> DATA LISTING:
╔══

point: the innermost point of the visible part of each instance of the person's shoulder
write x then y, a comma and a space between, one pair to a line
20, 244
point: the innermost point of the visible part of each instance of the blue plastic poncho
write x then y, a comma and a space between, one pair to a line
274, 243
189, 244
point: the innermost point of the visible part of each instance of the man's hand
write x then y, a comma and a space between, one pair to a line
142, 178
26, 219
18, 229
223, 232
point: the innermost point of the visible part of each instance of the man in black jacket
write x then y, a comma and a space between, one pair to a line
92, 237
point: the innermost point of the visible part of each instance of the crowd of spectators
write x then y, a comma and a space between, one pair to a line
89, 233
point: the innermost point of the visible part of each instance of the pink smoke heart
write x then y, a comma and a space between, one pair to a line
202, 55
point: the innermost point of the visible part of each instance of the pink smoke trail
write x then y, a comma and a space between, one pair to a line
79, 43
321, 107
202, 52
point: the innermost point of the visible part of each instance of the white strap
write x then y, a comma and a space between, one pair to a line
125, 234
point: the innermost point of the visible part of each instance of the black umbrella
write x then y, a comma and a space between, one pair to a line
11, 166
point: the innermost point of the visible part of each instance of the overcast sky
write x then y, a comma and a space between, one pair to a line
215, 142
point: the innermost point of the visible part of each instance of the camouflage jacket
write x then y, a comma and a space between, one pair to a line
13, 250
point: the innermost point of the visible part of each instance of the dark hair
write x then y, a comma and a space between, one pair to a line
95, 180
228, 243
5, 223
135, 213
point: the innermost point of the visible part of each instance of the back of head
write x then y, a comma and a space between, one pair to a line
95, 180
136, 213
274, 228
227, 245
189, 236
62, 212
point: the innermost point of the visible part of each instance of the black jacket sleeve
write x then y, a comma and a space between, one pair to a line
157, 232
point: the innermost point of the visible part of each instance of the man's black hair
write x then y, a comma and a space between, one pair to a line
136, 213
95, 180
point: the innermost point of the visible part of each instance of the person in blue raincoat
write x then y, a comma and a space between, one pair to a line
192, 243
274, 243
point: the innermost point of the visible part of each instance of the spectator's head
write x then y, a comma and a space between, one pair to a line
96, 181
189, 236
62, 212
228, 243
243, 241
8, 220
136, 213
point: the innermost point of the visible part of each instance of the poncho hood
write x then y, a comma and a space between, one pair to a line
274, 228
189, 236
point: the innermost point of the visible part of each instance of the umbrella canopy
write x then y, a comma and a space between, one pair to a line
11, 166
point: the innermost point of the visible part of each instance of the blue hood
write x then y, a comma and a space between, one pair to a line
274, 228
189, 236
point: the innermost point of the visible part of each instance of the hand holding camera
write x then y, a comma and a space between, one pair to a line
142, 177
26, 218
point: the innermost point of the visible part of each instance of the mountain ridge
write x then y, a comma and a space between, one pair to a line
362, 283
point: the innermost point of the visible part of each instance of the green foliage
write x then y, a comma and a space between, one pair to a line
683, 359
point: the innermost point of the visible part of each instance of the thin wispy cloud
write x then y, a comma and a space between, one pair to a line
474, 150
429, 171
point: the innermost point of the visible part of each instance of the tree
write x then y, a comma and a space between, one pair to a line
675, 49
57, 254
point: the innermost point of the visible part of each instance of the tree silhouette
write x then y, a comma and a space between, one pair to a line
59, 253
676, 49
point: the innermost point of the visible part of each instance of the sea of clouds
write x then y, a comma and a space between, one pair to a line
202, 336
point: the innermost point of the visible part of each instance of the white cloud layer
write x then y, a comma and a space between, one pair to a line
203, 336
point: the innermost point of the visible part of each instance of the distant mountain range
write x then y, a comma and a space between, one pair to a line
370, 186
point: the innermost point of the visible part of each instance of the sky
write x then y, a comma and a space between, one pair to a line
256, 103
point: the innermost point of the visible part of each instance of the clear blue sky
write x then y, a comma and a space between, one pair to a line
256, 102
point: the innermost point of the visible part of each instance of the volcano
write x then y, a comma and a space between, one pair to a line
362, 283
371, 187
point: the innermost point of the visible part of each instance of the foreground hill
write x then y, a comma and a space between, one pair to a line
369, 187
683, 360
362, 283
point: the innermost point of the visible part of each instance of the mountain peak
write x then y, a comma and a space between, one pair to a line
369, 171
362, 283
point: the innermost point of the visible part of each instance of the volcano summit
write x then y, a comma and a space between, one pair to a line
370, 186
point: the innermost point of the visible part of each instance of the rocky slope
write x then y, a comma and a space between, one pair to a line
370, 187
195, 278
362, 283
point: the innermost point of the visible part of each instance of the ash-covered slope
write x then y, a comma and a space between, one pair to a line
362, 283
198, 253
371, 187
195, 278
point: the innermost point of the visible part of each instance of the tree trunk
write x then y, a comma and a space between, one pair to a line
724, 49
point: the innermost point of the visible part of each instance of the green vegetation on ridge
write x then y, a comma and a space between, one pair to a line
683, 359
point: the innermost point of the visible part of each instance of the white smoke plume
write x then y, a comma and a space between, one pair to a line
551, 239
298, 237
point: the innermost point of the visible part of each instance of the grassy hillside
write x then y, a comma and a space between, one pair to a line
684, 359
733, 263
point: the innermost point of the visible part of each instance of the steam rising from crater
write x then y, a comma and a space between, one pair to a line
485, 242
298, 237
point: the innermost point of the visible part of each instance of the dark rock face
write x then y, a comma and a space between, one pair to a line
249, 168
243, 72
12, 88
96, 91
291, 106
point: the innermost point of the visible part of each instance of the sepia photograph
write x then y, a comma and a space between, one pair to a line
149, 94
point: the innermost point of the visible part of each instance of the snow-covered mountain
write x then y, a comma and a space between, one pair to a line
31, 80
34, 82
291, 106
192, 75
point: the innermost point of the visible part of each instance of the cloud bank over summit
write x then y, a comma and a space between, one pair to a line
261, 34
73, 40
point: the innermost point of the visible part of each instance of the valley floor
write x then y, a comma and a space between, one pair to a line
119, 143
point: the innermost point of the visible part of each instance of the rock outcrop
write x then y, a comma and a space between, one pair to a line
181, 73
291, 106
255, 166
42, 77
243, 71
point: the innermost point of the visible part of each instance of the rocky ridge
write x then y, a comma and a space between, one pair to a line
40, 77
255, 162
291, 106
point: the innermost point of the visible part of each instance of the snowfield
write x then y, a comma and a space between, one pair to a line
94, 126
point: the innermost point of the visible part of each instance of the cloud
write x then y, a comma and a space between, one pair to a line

╚══

> PROBLEM TO SOLVE: Starting at the first line of the records, print each line exactly, stopping after the line that contains "the white strap".

> SOLUTION FOR THIS PROBLEM:
point: the innermost point of the visible part of each instance of the person's shoulder
write x then y, a comma and a space between, one pair to a line
20, 244
point: the innermost point of the visible part of each instance of the blue plastic poncho
write x then y, a comma and a space between, one pair to a line
274, 243
189, 244
point: the innermost point of the visible part of each instance of the man's hand
write x then y, a comma and a space between, one pair to a line
142, 178
26, 219
18, 229
223, 232
point: the innermost point of the visible part of each instance of the man in black jacket
write x then y, a comma and a space between, one pair to a line
92, 237
point: the innermost point of the visible part of each instance of the crowd of spectators
write x then y, a comma and a space between, one pair to a line
89, 233
point: the innermost point of the visible part of each instance of the pink smoke heart
write x then y, a comma and a space between, one pair to a line
202, 55
point: the innermost point of the visible part of each instance of the pink smoke trail
write x then y, a comma and a space between, one pair to a line
79, 43
321, 107
202, 52
point: the innermost point of the visible part of each instance of the white strap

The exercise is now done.